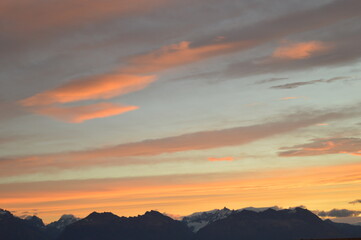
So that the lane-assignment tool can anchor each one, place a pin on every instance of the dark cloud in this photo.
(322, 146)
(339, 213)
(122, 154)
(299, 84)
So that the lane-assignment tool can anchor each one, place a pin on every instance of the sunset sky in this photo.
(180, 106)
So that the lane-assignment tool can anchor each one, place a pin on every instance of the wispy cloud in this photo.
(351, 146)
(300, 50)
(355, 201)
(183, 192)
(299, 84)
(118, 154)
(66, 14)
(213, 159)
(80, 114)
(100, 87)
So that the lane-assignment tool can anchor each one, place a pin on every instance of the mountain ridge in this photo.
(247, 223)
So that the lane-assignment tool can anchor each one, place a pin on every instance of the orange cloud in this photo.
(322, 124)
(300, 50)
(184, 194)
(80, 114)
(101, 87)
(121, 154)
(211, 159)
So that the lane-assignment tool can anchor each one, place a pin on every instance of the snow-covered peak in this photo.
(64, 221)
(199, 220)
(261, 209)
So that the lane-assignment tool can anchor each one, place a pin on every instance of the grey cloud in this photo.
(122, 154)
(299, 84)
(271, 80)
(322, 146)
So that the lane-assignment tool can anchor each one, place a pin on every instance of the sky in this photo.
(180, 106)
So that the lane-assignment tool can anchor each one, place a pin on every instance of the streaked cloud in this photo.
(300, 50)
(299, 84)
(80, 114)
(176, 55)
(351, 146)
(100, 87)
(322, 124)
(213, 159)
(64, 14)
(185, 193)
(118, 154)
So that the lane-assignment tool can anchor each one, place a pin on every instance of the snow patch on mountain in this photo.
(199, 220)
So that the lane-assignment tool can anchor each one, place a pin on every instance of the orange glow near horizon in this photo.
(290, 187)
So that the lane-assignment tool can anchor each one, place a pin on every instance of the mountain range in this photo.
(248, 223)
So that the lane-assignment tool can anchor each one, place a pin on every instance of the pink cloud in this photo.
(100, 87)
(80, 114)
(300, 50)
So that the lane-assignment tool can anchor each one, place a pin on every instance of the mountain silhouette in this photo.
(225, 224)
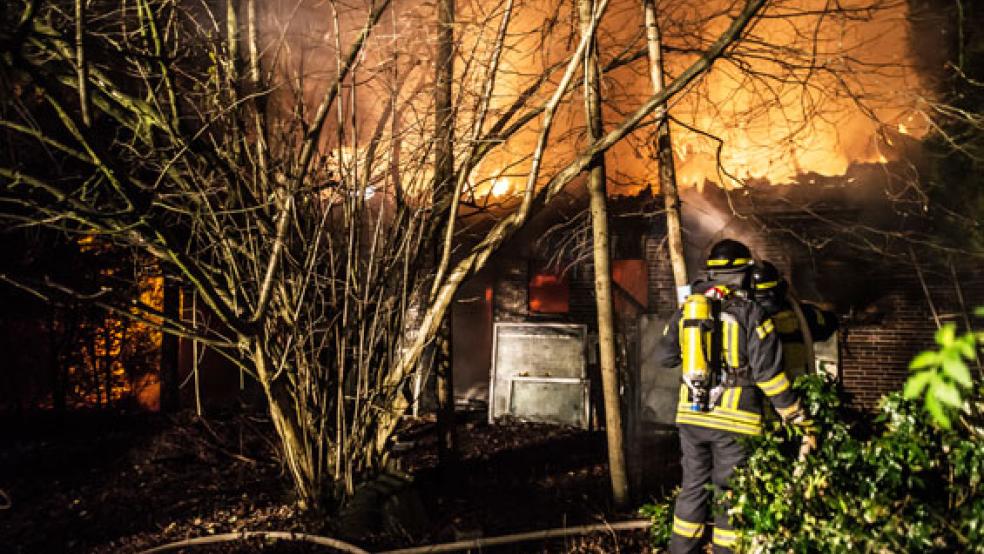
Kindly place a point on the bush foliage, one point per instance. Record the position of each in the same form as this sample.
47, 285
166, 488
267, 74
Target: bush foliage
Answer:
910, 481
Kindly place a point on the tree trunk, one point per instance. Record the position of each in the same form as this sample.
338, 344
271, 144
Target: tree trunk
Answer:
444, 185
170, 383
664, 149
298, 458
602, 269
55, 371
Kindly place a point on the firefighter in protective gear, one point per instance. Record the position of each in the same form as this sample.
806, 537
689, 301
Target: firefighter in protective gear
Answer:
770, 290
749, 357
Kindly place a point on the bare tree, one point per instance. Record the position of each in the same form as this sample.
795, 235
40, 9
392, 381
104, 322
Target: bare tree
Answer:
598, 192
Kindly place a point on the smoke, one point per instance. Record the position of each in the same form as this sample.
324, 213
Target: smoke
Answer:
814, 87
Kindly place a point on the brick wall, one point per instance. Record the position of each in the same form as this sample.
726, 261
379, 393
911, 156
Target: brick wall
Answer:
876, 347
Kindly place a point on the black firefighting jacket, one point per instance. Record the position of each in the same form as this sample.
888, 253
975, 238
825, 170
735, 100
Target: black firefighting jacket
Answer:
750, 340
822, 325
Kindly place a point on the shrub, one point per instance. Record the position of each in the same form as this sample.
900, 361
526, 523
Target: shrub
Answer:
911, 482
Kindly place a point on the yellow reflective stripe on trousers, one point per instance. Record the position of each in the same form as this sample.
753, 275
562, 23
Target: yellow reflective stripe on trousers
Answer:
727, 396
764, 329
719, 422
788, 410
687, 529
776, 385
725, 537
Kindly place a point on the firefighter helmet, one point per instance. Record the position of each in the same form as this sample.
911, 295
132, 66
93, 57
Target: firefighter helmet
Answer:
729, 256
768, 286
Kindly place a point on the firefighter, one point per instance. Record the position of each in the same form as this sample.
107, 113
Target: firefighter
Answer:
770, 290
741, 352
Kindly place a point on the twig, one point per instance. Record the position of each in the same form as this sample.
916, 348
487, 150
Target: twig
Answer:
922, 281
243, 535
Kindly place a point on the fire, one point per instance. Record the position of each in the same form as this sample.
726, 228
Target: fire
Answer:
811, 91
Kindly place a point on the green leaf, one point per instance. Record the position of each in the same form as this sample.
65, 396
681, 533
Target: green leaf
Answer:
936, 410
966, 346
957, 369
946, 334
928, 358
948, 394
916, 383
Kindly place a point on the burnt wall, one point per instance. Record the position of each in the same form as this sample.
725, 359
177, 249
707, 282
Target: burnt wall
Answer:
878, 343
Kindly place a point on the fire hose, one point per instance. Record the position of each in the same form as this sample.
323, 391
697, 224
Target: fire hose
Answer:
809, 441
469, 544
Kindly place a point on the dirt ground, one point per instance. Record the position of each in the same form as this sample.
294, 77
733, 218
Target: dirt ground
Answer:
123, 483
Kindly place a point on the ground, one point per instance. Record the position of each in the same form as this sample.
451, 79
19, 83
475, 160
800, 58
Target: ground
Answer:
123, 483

...

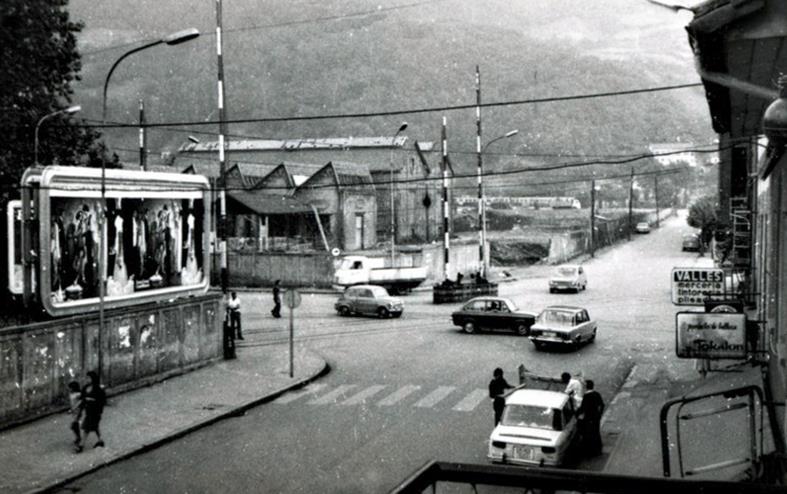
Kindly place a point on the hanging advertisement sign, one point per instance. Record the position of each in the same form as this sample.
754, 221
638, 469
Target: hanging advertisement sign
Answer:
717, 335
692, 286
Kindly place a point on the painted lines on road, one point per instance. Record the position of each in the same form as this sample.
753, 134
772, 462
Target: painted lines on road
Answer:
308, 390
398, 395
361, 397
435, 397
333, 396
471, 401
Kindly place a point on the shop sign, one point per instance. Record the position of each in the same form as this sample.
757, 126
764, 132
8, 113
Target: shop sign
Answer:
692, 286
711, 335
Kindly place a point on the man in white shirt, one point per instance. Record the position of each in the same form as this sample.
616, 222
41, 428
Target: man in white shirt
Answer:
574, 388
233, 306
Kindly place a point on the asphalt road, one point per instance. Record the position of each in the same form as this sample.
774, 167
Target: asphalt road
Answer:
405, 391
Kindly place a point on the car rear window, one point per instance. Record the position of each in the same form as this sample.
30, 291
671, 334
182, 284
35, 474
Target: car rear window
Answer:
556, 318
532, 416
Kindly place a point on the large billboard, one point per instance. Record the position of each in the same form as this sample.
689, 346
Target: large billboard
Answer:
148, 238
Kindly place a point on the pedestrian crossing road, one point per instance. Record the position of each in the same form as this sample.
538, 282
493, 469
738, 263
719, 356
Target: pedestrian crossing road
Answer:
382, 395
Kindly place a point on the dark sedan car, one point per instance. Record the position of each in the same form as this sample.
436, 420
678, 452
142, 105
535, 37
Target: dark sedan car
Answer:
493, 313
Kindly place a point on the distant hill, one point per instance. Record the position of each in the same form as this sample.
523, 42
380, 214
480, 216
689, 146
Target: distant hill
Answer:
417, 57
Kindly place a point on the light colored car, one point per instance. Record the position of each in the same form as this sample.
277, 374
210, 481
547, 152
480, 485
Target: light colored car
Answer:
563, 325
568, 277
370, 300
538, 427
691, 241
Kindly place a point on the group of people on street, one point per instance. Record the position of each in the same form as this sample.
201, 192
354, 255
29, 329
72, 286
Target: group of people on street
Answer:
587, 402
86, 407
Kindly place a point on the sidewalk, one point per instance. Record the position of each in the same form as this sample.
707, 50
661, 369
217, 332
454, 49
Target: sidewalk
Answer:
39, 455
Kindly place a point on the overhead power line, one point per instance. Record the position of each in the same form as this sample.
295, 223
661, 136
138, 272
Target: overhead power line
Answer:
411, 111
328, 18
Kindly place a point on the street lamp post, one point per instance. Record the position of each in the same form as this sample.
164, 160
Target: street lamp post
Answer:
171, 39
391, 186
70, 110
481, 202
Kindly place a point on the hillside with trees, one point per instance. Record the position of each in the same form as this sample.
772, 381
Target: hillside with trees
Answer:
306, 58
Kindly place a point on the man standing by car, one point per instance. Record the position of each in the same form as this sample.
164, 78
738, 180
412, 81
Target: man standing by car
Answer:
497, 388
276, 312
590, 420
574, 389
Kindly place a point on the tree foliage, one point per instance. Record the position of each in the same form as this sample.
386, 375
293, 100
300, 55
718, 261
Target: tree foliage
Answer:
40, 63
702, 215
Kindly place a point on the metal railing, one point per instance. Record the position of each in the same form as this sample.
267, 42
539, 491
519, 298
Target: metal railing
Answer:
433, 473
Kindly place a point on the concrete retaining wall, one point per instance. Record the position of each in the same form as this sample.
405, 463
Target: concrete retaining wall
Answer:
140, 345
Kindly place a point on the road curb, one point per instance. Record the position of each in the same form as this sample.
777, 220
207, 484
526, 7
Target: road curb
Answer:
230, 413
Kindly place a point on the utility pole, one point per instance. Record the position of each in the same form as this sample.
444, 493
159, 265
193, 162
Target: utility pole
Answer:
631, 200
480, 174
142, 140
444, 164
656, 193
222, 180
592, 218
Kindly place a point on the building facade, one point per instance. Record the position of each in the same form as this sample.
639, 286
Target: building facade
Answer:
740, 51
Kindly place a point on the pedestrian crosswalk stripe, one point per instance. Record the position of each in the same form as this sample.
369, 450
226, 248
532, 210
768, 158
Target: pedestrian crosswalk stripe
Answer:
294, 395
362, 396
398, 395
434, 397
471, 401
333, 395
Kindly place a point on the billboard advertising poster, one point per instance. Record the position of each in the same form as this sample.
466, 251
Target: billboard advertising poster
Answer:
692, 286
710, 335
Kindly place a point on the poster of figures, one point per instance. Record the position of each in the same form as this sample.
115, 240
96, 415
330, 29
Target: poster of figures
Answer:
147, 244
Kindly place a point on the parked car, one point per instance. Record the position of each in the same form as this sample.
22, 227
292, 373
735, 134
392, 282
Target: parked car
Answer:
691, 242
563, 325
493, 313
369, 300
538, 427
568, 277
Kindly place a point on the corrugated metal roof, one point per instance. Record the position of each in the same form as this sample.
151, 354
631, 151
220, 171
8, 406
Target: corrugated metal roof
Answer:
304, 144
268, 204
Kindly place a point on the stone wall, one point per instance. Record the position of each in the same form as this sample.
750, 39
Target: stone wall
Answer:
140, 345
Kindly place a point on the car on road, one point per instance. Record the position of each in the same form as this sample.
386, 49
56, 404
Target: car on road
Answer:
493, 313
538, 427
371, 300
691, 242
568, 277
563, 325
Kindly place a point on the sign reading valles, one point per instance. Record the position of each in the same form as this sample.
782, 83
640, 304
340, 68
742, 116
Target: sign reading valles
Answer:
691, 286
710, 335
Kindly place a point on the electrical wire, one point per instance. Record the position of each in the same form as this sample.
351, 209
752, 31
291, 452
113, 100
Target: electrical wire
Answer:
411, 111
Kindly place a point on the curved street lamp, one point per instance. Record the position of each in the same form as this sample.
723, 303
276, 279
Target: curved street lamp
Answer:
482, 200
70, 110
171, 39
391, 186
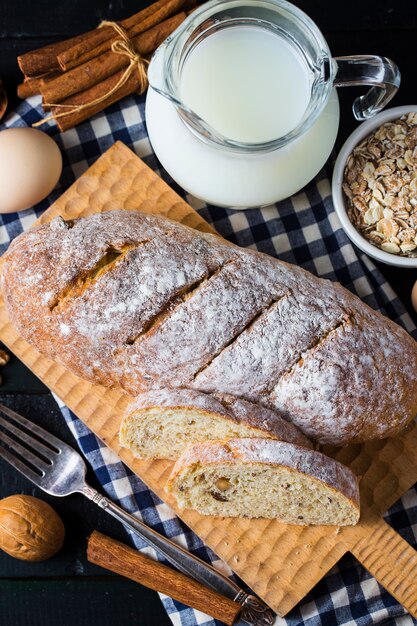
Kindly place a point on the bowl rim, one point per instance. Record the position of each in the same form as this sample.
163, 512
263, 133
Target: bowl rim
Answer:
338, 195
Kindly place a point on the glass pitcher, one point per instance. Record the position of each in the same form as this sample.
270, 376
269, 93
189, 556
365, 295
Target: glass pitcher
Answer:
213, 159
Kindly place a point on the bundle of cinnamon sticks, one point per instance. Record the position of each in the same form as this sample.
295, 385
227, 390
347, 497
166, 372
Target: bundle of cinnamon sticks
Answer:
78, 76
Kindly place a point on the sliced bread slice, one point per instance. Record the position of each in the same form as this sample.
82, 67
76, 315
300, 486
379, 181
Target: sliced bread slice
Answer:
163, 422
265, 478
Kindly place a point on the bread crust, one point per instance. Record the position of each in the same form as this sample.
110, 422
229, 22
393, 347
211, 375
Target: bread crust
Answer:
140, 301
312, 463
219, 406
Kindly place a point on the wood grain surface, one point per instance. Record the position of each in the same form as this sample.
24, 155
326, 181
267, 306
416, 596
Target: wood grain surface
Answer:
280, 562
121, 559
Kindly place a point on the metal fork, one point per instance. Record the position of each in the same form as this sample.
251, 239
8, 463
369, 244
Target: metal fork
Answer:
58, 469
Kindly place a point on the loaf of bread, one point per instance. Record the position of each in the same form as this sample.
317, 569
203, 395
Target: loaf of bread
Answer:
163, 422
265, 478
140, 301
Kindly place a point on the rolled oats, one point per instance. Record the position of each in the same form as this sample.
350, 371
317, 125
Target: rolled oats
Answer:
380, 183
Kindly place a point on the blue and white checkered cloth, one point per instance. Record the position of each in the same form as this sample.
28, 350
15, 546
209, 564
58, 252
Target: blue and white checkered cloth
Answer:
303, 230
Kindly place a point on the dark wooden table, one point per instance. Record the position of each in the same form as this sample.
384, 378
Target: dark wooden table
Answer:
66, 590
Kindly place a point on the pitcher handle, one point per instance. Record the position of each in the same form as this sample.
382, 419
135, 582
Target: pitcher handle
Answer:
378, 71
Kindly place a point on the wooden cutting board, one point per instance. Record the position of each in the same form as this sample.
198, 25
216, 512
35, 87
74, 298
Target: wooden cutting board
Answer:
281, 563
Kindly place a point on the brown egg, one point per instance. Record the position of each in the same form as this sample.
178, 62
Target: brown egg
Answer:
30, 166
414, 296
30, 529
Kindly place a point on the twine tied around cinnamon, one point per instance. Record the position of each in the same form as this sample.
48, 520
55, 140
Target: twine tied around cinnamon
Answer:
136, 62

Problem description: Pull out each line of the material above that contains the word "concrete", and list those lines in the order they appear.

Exercise solution:
Kindly place a point on the concrete retaining wall, one point per instance. Record the position of each in the same form as this sample.
Target: concrete retaining wall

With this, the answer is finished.